REQUIRED WORK
Give back only the lines of data starting at the one containing "Wildlife camera-trap request: tag the rolled" and ending at the one containing "point(426, 190)", switching each "photo" to "image" and changing nothing else.

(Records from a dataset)
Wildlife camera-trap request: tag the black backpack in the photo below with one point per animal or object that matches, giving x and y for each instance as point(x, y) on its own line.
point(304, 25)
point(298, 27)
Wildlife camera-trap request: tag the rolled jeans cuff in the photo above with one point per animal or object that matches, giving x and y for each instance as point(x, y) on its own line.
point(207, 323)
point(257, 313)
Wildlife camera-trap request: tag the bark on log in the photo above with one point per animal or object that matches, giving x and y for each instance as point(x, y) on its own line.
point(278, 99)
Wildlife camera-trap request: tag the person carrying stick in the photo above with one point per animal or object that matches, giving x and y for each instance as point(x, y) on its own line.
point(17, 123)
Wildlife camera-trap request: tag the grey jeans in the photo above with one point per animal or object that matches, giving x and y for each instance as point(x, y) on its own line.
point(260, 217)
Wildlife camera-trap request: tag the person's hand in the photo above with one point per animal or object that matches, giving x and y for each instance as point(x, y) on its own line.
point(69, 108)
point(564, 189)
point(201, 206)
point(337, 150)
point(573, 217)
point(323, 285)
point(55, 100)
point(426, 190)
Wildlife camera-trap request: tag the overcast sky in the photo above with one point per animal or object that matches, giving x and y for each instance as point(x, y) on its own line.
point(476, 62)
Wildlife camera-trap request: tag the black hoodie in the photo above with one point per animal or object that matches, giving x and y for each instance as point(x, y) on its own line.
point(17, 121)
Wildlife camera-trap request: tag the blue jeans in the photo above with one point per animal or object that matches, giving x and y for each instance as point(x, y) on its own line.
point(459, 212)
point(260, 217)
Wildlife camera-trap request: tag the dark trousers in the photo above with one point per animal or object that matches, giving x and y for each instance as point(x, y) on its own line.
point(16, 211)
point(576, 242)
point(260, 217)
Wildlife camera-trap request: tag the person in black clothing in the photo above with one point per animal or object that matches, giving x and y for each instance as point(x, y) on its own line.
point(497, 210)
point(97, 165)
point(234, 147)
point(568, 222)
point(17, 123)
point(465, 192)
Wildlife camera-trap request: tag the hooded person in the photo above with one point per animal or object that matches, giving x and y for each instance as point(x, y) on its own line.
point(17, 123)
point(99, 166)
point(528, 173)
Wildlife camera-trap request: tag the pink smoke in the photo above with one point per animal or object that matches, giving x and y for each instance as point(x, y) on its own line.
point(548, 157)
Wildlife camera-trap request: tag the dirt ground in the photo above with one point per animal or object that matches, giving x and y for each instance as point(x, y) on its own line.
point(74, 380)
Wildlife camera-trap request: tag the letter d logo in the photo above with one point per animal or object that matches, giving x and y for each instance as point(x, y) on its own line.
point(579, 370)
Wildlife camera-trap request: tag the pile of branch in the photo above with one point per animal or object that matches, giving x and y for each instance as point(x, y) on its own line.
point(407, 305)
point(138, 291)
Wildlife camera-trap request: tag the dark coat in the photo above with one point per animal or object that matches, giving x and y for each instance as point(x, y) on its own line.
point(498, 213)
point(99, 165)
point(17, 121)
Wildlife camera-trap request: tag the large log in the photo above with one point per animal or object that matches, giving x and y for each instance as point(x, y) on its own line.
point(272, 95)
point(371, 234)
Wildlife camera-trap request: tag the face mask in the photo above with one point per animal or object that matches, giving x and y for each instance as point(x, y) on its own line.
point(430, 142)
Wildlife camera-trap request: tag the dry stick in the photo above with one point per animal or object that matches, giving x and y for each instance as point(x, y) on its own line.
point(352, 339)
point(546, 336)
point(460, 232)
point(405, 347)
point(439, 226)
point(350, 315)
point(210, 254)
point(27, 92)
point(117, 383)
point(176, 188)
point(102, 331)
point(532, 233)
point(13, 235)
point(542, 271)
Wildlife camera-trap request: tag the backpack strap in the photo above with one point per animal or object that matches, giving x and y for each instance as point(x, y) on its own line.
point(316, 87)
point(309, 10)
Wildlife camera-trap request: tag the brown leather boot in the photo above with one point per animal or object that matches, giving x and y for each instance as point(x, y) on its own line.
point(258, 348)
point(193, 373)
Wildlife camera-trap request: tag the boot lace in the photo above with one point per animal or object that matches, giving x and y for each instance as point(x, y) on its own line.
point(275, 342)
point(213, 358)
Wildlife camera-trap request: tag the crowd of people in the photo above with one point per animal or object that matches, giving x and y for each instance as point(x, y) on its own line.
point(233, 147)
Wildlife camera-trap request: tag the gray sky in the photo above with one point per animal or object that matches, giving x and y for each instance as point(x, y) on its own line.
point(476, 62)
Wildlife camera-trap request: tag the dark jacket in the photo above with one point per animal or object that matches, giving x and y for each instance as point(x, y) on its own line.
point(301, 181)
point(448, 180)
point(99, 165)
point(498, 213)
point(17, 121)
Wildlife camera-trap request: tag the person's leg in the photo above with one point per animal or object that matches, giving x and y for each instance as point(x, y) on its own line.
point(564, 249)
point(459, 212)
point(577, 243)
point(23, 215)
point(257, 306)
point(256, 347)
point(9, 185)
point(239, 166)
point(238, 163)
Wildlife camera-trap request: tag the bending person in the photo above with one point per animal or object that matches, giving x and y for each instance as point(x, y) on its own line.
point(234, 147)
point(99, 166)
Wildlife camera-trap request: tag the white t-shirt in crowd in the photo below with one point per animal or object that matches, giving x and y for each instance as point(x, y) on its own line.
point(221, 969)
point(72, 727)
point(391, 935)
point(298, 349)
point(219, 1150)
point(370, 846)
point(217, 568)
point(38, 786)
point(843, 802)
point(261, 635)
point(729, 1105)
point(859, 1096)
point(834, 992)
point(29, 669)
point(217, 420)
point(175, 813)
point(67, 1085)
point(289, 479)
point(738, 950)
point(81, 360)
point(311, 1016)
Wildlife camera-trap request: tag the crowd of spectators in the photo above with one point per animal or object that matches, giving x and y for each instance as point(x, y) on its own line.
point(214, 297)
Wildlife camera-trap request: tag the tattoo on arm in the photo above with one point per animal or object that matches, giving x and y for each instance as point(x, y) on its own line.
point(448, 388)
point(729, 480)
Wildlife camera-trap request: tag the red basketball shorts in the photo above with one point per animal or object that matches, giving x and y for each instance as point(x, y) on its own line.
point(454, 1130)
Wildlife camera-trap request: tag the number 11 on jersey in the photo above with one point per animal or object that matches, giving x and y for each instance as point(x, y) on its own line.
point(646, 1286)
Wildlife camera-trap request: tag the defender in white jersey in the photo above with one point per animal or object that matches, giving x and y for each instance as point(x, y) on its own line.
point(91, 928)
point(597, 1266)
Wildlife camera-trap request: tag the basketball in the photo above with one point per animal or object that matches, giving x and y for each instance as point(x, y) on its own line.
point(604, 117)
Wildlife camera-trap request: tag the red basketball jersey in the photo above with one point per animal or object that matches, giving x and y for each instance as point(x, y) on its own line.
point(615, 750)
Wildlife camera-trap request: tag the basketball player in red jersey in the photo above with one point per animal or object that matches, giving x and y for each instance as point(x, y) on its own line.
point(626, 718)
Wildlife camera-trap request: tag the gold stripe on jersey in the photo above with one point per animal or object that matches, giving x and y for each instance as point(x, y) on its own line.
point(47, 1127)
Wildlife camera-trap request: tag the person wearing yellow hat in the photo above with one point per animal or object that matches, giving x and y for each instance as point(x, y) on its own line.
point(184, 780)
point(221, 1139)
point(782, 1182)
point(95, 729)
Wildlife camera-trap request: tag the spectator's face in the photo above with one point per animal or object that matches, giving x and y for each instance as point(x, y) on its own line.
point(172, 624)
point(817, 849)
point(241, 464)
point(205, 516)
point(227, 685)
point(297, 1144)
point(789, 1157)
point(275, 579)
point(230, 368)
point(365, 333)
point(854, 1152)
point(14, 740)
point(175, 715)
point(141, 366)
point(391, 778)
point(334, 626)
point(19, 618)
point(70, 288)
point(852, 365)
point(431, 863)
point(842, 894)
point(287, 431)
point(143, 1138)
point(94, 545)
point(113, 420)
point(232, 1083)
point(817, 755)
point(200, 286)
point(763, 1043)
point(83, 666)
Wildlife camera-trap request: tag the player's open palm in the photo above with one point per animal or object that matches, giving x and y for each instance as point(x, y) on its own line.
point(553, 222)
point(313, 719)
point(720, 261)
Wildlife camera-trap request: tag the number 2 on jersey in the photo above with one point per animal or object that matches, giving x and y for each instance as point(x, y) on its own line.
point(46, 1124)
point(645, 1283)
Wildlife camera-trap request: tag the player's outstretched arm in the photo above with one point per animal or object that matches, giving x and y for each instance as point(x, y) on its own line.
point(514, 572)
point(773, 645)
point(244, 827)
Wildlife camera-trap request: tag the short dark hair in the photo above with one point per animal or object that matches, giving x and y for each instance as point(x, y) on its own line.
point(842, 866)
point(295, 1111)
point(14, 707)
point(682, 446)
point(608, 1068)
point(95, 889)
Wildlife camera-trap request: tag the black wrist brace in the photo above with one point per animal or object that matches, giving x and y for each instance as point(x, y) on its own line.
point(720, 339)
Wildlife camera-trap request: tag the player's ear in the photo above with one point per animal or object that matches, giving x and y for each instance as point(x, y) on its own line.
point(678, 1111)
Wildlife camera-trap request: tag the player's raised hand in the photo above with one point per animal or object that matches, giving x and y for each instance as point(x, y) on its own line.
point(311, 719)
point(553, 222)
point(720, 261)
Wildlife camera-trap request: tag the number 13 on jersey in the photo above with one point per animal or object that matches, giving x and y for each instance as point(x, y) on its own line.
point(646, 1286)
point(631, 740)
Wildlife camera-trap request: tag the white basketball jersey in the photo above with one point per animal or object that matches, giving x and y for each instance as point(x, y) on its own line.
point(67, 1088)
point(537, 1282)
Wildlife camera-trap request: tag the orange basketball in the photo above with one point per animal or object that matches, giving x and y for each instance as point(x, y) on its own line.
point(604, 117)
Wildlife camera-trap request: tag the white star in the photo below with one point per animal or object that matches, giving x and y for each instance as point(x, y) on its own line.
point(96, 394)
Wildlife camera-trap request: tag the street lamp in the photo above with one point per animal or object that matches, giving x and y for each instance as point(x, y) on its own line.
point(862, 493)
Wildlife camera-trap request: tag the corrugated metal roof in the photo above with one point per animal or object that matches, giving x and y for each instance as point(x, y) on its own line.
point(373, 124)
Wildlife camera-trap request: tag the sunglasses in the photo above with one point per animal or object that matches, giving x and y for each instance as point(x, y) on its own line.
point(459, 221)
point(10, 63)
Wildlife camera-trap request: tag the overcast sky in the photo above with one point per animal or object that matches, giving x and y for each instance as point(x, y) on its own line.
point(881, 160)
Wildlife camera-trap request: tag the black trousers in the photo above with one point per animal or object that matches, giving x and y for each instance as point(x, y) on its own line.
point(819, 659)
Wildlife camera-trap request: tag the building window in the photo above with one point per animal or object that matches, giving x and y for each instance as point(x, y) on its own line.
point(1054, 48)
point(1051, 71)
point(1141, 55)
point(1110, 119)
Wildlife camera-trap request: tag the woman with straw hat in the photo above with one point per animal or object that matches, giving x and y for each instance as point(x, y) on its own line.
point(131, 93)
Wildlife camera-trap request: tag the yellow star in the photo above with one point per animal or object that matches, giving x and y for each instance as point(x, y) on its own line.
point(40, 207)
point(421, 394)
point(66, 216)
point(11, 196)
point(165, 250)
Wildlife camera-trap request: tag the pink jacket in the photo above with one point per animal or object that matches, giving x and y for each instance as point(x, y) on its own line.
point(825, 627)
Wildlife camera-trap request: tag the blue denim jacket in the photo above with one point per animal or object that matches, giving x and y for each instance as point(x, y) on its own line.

COMPLETE RESPONSE
Wildlife camera-trap request: tag the rolled jeans cuff in the image above with one point per animal or object that matches, giving x and y for each instance as point(x, y) on its own line.
point(207, 323)
point(257, 313)
Wildlife camera-trap request: tag the bark on log in the image above with one point per animal or object that matches, giving x and y for each instance as point(x, y) on its own line.
point(278, 99)
Wildlife camera-trap request: tag the person carrying stick in the image above with one point per animal or object that matches, giving x and y for each instance as point(x, y) on its own line.
point(17, 123)
Wildlife camera-trap request: tag the grey jeans in the image above with one point per animal or object that matches, giving x and y for each instance as point(x, y) on its own line.
point(260, 217)
Wildlife camera-trap request: tag the person's hand in the image above with one point per animal or object that matches, giving x and y for each instance as point(x, y) on its own line.
point(69, 108)
point(564, 189)
point(201, 206)
point(337, 150)
point(573, 217)
point(323, 285)
point(55, 100)
point(426, 190)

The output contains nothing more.